# Passage:
<<<<
Have a SAR timer, with the date magnifie, love it


----------



## amr ashraf

Maddog1970 said:


> Have had my "regular" SAR for years, and in meantime been thru 2 Sinn U1s (a base and SE), and while they are very different watches, the SAR is the better choice.....
> 
> The "regular" has he internal cyclops, 100atm on the dial, and superb lume......I have he rubber and bracelet, but mostly on the bracelet......
> 
> great watch, unique and wears well on my 7.5" flatish wrist....
> 
> View attachment 15657593





Maddog1970 said:


> Have had my "regular" SAR for years, and in meantime been thru 2 Sinn U1s (a base and SE), and while they are very different watches, the SAR is the better choice.....
> 
> The "regular" has he internal cyclops, 100atm on the dial, and superb lume......I have he rubber and bracelet, but mostly on the bracelet......
> 
> great watch, unique and wears well on my 7.5" flatish wrist....
> 
> View attachment 15657593



From your experience with the u1 and the SAR

WHICH IS more durable and don't age quickly and resist tear and wear and can take some Buse without affecting the movement? 
Also how durable is the rubber bezel ? Any cuts or scuffs happened?


----------



## LeatherNGold

amr ashraf said:


> From your experience with the u1 and the SAR
> 
> WHICH IS more durable and don't age quickly and resist tear and wear and can take some Buse without affecting the movement?
> Also how durable is the rubber bezel ? Any cuts or scuffs happened?


I have owned my 2013 produced SAR since 2014 (it is a very early serial number with the ETA movement instead of the Stellita and can be differentiated by the 1000m on the face and Windmill on the case back) and the rubber still looks brand new. It is such a unique watch, and it will survive a Mack truck driving over it.


----------
>>>>
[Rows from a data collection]
<<<<
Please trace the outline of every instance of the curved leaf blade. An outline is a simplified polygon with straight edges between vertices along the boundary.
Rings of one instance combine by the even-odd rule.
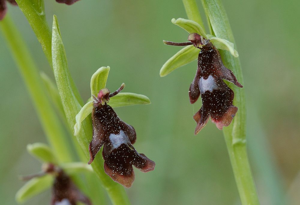
[[[217,48],[228,50],[236,58],[238,57],[238,53],[234,49],[234,44],[233,43],[226,39],[216,37],[212,37],[209,39]]]
[[[29,154],[42,162],[57,163],[52,150],[45,144],[38,142],[28,144],[27,145],[27,150]]]
[[[111,98],[108,104],[113,107],[116,107],[150,103],[149,98],[144,95],[131,92],[121,92]]]
[[[24,203],[51,187],[54,179],[53,176],[50,174],[31,179],[17,192],[16,200],[18,203]]]
[[[89,101],[83,106],[75,117],[76,123],[74,125],[74,135],[77,135],[81,128],[81,122],[92,112],[93,102]]]
[[[171,20],[172,23],[177,25],[188,32],[189,33],[197,33],[205,38],[208,38],[207,36],[200,24],[191,20],[188,20],[182,18],[177,19],[173,18]]]
[[[200,50],[192,45],[182,49],[167,61],[160,69],[161,77],[165,76],[176,68],[197,59]]]
[[[110,68],[108,66],[101,67],[93,74],[91,78],[91,92],[97,96],[99,91],[104,88]]]

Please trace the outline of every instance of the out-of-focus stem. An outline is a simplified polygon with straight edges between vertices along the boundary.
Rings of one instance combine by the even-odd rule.
[[[0,26],[54,153],[60,161],[71,161],[71,149],[66,133],[50,102],[40,74],[23,38],[8,15],[0,21]]]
>>>>
# Goal of the exercise:
Summarize the thread in two sentences. Draw only on the thread itself.

# Solution for this task:
A quoted post says that after years with a "regular" SAR and two Sinn U1s, the SAR is the better choice, praising its internal cyclops, superb lume, and the way it wears on a 7.5" wrist. Another poster asks which watch is more durable and how well the rubber bezel holds up, and a reply says the rubber on a 2013 SAR owned since 2014 still looks brand new.